**To do**
From the introduction to ComDA below, list every land data assimilation system it names as typical, giving each full name with its abbreviation.

**Quoted passage**

+ + + + + + +

ComDA: A common software for nonlinear and Non-Gaussian Land Data Assimilation
Introduction
As a new methodology in Earth system science, land data assimilation incorporates both Earth observations and numeric land surface models to further understand and predict land surface processes. Generally, due to the limited awareness of Earth science concepts and the inherent errors in measuring methods, uncertainties arise that have profound impacts on the accuracy of Earth observations (Crow et al., 2012) and modeling (Merz et al., 2009). Data assimilation takes advantage of Earth observations, modeling and their uncertainties and provides a more effective framework for studying land surface processes (Talagrand, 1997; Liang et al., 2013; Li, 2014). Data assimilation consequently places higher demands on computer development environments for specific applications.
To date, data assimilation has become a widely accepted methodology that has been applied in a variety of research fields, including hydrology (Liu and Gupta, 2007), the carbon cycle (Rayner et al., 2005), climatology (Carton and Giese, 2008; Fang and Li, 2016), and phenology (Ines et al., 2013). Its theoretical basis was strengthened by ongoing frontier exploration, such as multiple scale assimilation (Bocquet et al., 2011), nonlinear and non-Gaussian methods (Apte et al., 2007; Han and Li, 2008; van Leeuwen, 2015), stochastic analysis (Miller, 2007; Liu and Li, 2017), etc. Correspondingly, data assimilation system development has been in full swing. Typical systems include the Global Land Data Assimilation System (GLDAS, Rodell et al., 2004), the European Land Data Assimilation System (ELDAS, Jacobs et al., 2008), the Chinese Land Data Assimilation System (CLDAS, Li et al., 2007), the Canadian Land Data Assimilation System (CaLDAS, Balsamo et al., 2007), and the Earth Observation Land Data Assimilation System (EOLDAS, Lewis et al., 2012).

+ + + + + + +

Free-text object descriptions:

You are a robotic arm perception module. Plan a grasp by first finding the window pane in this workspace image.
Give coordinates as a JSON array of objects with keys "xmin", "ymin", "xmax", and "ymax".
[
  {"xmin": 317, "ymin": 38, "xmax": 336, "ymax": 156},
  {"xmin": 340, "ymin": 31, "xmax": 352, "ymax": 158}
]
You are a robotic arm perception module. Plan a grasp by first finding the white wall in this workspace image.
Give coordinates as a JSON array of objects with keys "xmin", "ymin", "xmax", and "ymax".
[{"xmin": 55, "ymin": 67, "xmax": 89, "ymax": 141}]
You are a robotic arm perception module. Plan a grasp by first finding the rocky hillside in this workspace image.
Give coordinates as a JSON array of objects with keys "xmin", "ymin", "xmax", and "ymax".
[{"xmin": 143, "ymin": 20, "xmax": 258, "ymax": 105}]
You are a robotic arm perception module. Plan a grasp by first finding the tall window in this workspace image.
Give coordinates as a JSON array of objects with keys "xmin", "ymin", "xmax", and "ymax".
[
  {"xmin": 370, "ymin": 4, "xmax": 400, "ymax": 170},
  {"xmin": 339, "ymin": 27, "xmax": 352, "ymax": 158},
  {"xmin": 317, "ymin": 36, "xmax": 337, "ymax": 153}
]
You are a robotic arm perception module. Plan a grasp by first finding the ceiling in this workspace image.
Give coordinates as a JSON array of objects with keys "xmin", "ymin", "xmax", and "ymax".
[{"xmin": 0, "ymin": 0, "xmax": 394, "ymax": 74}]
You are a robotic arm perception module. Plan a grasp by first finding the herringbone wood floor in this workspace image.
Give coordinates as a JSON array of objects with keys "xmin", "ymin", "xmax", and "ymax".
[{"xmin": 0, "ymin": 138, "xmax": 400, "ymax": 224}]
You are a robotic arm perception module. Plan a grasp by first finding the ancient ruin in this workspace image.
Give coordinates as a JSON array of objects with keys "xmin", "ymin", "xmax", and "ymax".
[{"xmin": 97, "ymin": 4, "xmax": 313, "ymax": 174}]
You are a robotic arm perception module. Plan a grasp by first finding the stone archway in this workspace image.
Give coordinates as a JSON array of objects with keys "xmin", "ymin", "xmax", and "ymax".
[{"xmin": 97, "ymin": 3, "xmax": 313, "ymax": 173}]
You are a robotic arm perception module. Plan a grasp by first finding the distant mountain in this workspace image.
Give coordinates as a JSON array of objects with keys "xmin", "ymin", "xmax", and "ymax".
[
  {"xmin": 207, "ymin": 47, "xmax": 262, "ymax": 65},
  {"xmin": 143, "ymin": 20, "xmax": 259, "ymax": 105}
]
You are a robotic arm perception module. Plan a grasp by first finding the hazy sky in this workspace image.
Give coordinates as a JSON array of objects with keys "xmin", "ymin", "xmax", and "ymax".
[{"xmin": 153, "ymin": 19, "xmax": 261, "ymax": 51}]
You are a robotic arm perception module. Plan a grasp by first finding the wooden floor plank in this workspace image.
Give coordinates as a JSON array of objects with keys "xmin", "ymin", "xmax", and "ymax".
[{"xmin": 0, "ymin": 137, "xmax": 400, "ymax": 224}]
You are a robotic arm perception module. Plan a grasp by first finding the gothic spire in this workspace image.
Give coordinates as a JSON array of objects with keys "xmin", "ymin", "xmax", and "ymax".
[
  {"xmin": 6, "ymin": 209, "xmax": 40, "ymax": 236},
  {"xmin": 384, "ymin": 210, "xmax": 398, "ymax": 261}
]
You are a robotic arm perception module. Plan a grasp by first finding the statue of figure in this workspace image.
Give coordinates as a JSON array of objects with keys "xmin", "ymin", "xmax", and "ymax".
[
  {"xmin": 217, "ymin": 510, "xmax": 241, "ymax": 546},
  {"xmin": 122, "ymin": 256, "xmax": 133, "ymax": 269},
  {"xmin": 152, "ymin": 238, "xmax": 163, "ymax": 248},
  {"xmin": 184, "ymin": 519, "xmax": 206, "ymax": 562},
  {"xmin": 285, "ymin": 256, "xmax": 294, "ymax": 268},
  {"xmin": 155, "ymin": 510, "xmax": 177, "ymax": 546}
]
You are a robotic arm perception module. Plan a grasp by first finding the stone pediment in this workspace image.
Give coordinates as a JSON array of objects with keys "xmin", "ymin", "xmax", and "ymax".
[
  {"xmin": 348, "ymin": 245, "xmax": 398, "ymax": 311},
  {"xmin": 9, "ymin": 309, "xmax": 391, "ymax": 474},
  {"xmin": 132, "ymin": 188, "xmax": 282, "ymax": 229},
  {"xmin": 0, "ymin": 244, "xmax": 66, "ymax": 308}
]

+ + + + + + +

**Answer to this task**
- Global Land Data Assimilation System (GLDAS)
- European Land Data Assimilation System (ELDAS)
- Chinese Land Data Assimilation System (CLDAS)
- Canadian Land Data Assimilation System (CaLDAS)
- Earth Observation Land Data Assimilation System (EOLDAS)